- TU OBJETIVO: Continúa el texto sobre Charlottesville y la aporofobia en Chile a partir de su última oración.
───── TEXTO FUENTE
Luego de ver a los manifestantes con armas, esvásticas, banderas confederadas (que representaron a los estados del sur durante la guerra civil de Estados Unidos de 1861 a 1865, los que querían continuar con la esclavitud), mensajes anti semitas y anti musulmanes, y letreros de Trump/Pence, no es de extrañar que Charlottesville se haya convertido en un símbolo para el movimiento supremacista.

Lo más complejo es que el Presidente Trump no fue capaz de condenar lo que pasó inmediatamente. Le tomó tres días y solo señaló que hay que culpar a “ambos lados”, ya que “hay un grupo en un lado que es malo, y otro grupo en el otro lado que fue muy violento”. Con estas palabras Trump iguala a supremacistas con aquellos que creen en la igualdad de derechos. Y de paso reafirma que este tipo de manifestaciones son correctas. Su eslogan “Make America Great Again” (Hagamos a América grande otra vez) glorifica al nacionalismo, lo que ha sido interpretado –de acuerdo al análisis de la ONG Human Rights Watch– como “una luz verde para organizar futuras demostraciones que adhieran al racismo, la xenofobia y la discriminación”. En efecto, uno de los supremacista de la marcha señaló a Fox News que “los comentarios de Trump estuvieron bien. No nos atacó. Cuando se le pidió que condenara, él solo salió del lugar. Muy, muy bien. Que Dios lo bendiga”.

Fobia hacia los pobres

La Declaración Universal de Derechos Humanos, en su artículo 1 dice que “todos los seres humanos nacen libres e iguales en dignidad y derechos y, dotados como están de razón y conciencia, deben comportarse fraternalmente los unos con los otros”. Desde esa igualdad y fraternidad nace un principio igual de básico: el límite a la libertad de expresión es la incitación al odio. Es por ello que, por paradójico que sea, para ser tolerantes no podemos tolerar la intolerancia. Ninguna manifestación, por mayoritaria o democrática que pueda ser, puede violar los derechos de las minorías. La lucha de miles para tener hoy un ordenamiento jurídico que protege derechos y libertades no puede ser olvidada debido a la involución de unos pocos.

Esta lógica aplica de igual manera en nuestro país. Pareciera que todos nos ponemos felices el sombrero de los derecho humanos, pero lo guardamos rápidamente cuando estos derechos deben ser aplicados a extranjeros. En realidad, a ciertos extranjeros. En Chile recibimos con los brazos abiertos a los europeos y a los estadounidenses, pero cuando vemos a un haitiano, dominicano o colombiano la cosa cambia. Vivimos en un mundo en el que la xenofobia ha sido reemplazada por la aporofobia. La fobia no hacia los extranjeros, si no que hacia los pobres. Nos duele cuando nos dicen ‘sudacas’, pero la apología estadounidense a la supremacía blanca que tanto nos horroriza es vivida por nuestros migrantes cada día.
──────────
───── DATOS DISPONIBLES
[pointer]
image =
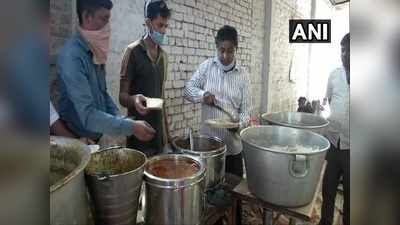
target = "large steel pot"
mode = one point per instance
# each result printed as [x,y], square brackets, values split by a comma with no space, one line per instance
[174,190]
[210,150]
[300,120]
[68,200]
[283,164]
[114,176]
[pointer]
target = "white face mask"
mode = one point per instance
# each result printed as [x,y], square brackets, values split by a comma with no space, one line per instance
[227,67]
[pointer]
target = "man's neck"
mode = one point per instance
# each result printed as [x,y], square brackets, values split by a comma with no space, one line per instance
[347,71]
[150,43]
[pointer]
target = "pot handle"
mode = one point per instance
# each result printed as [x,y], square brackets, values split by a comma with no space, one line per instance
[103,176]
[296,170]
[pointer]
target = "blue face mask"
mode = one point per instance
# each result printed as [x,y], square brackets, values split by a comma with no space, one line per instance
[158,38]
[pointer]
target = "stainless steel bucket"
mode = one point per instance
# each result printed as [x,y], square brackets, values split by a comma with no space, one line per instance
[283,164]
[300,120]
[174,186]
[68,200]
[114,176]
[211,151]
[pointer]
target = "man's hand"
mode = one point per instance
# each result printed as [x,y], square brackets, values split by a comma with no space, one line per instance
[143,131]
[209,98]
[234,130]
[140,104]
[87,141]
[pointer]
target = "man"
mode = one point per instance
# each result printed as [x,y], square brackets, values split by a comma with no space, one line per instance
[85,105]
[221,81]
[143,73]
[338,156]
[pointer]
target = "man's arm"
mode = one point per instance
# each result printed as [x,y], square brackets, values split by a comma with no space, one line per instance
[72,73]
[246,104]
[111,106]
[329,89]
[194,87]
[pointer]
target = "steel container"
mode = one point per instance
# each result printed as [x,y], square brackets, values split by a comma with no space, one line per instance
[174,190]
[114,176]
[283,164]
[300,120]
[211,151]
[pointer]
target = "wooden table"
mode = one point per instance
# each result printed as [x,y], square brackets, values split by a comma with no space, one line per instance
[241,193]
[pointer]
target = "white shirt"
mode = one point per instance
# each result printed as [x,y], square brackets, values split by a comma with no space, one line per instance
[338,91]
[53,115]
[232,88]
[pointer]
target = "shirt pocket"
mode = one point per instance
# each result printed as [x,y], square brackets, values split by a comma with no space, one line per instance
[100,74]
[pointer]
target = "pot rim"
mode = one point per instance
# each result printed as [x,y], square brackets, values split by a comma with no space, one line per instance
[265,116]
[282,152]
[217,151]
[124,173]
[165,182]
[62,141]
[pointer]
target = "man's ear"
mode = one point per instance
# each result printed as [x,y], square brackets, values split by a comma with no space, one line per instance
[148,22]
[86,16]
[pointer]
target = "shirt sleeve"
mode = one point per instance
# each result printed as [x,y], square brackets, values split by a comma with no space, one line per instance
[72,73]
[246,104]
[329,87]
[111,106]
[194,88]
[125,82]
[53,115]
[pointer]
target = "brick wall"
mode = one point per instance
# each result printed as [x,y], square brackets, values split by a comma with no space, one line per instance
[191,41]
[62,23]
[287,58]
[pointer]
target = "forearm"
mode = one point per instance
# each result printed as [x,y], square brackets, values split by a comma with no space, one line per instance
[125,98]
[101,122]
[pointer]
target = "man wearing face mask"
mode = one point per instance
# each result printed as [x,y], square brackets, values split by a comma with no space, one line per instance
[221,81]
[143,73]
[338,134]
[85,105]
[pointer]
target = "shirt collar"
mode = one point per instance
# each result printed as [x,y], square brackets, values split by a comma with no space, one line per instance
[82,42]
[215,61]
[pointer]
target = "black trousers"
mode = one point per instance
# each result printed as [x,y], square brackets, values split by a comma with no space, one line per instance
[234,165]
[338,166]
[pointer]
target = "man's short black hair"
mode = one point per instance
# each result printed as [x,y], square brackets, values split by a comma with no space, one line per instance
[91,6]
[156,8]
[345,40]
[227,33]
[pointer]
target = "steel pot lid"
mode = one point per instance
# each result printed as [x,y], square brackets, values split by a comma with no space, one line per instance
[173,170]
[296,119]
[203,145]
[284,140]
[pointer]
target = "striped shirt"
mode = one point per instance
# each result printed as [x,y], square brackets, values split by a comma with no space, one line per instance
[232,88]
[338,92]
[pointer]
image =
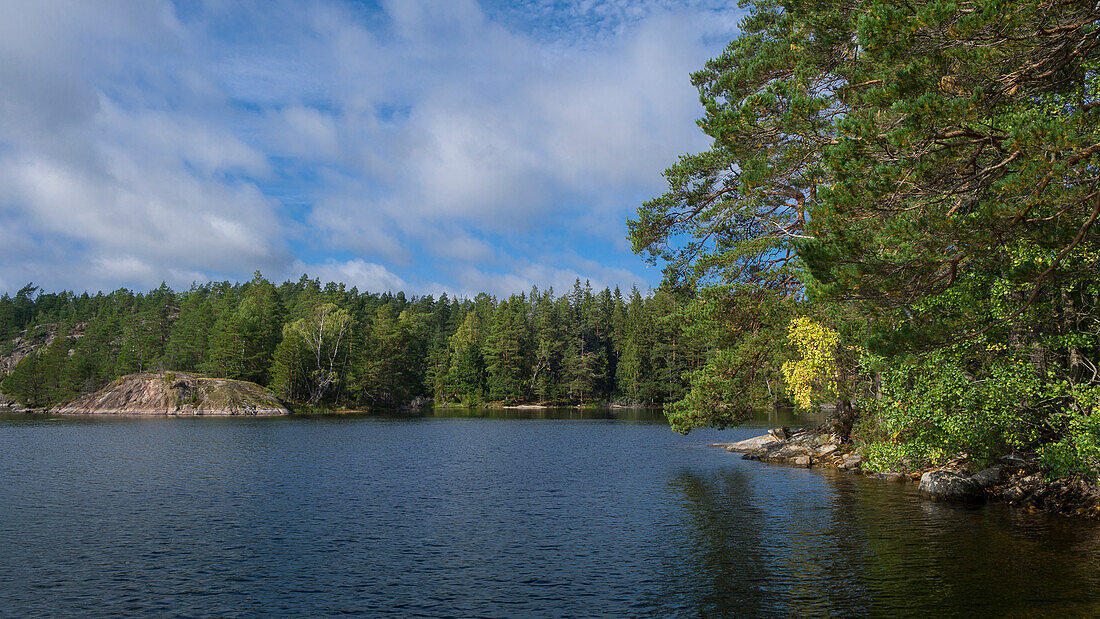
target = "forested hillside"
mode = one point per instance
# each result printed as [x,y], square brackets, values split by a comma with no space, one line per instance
[330,346]
[899,214]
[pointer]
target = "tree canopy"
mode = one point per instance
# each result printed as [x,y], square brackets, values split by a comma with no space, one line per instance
[920,178]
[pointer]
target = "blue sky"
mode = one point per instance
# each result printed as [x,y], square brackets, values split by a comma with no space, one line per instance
[425,146]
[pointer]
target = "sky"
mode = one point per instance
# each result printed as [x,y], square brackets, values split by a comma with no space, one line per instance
[425,146]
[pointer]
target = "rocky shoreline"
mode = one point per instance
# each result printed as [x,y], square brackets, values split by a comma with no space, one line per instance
[1014,481]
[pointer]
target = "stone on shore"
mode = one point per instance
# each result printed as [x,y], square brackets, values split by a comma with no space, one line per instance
[749,444]
[950,486]
[176,394]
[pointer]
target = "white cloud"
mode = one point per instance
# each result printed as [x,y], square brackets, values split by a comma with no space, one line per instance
[367,276]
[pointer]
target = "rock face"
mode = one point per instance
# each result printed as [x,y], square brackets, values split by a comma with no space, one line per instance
[948,485]
[748,444]
[176,394]
[803,448]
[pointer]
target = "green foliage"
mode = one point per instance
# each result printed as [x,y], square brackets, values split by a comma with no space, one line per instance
[327,346]
[913,187]
[934,408]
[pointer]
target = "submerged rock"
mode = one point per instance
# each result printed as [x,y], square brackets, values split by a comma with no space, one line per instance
[948,485]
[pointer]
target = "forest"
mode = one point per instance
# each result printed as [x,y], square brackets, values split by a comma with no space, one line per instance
[898,214]
[897,217]
[327,346]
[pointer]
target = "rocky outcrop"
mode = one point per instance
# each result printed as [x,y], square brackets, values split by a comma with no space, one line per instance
[176,394]
[1016,481]
[803,448]
[952,486]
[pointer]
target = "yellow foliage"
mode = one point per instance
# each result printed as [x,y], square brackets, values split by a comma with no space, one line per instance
[814,375]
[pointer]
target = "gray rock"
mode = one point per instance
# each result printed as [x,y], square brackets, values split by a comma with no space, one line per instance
[780,433]
[1024,487]
[947,485]
[751,444]
[989,477]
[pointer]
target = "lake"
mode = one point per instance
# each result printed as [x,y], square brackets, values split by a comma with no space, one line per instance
[494,514]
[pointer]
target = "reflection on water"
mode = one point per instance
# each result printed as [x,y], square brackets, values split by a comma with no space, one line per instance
[861,546]
[568,512]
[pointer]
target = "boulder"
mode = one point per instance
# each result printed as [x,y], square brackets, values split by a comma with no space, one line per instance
[952,486]
[749,444]
[989,477]
[1025,487]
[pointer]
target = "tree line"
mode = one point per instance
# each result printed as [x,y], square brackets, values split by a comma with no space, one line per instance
[330,346]
[898,214]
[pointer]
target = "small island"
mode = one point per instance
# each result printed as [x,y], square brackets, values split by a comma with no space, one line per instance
[176,394]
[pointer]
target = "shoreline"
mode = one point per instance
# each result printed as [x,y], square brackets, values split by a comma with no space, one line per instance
[1012,481]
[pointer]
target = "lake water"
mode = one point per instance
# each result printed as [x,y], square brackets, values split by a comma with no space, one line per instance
[569,515]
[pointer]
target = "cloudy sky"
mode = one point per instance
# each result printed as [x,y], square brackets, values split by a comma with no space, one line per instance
[405,144]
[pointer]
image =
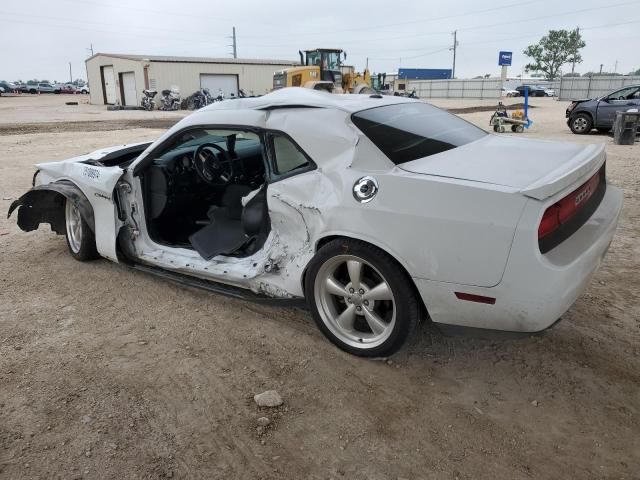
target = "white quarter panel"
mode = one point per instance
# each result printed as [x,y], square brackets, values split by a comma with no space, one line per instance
[97,184]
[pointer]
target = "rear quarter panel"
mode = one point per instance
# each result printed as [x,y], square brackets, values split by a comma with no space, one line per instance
[442,229]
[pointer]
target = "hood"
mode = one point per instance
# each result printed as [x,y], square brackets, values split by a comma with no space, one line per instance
[537,168]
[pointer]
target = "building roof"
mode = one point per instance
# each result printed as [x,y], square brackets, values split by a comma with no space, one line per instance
[168,58]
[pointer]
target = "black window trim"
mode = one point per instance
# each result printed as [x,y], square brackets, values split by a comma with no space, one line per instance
[273,176]
[405,103]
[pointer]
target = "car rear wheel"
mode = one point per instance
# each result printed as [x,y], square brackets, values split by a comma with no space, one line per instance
[361,299]
[581,124]
[80,239]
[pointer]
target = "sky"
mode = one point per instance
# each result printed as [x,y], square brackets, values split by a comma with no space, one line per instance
[39,38]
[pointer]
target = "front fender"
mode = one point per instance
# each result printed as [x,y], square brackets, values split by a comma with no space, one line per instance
[45,204]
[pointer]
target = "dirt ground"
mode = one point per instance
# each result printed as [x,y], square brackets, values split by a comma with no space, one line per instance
[109,373]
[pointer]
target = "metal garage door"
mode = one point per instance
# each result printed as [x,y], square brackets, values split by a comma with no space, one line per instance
[109,83]
[217,83]
[128,80]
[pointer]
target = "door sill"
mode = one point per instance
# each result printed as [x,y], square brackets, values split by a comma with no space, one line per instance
[219,288]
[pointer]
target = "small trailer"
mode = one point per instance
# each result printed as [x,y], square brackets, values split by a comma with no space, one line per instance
[500,119]
[519,120]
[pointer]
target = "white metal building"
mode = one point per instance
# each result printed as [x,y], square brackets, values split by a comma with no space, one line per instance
[120,78]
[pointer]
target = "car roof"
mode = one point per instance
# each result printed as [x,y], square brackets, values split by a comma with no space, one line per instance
[293,97]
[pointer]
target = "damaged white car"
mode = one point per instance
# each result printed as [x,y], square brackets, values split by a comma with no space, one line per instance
[377,210]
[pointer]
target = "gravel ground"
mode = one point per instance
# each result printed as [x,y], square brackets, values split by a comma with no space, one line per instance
[110,373]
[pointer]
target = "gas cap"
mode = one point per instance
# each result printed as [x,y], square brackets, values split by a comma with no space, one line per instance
[365,189]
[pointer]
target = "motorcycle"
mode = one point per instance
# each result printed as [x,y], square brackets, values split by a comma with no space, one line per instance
[199,99]
[147,101]
[170,99]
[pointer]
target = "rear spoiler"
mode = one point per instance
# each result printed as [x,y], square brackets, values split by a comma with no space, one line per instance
[583,165]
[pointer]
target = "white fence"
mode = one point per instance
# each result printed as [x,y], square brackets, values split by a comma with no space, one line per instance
[575,88]
[477,88]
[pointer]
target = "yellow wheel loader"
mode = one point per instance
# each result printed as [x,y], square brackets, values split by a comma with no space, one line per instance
[322,69]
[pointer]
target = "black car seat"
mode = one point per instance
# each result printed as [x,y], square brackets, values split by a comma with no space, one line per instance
[233,226]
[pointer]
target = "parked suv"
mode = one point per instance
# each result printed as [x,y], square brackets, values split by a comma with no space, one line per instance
[534,90]
[43,88]
[600,113]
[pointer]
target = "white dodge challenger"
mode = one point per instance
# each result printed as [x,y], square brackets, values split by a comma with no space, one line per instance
[377,210]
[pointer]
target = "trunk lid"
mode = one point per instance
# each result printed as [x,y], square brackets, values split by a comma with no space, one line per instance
[537,168]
──────────
- ESPACIO DE RESPUESTA:
El ataque “de moda”

Lo anterior me lleva a Barcelona. Hemos visto ataques similares, un vehículo atropellando a personas en una concurrida calle de una ciudad turística en Europa, ya varias veces. Londres, Niza, Berlín y un lamentable largo etcétera. Es la técnica “de moda” del DAESH, el autodenominado Estado Islámico, quien ya se adjudicó los dos ataques del día 17 de agosto: en Las Ramblas de Barcelona y en Cambrils, Tarragona, los que dejaron a 14 personas muertas y a más de 100 heridas. Y aunque nos sigue doliendo, seguimos sin comprender la raíz del problema: la separación entre nosotros y ellos.

Nacionales y extranjeros. Blancos y negros. Católicos y musulmanes.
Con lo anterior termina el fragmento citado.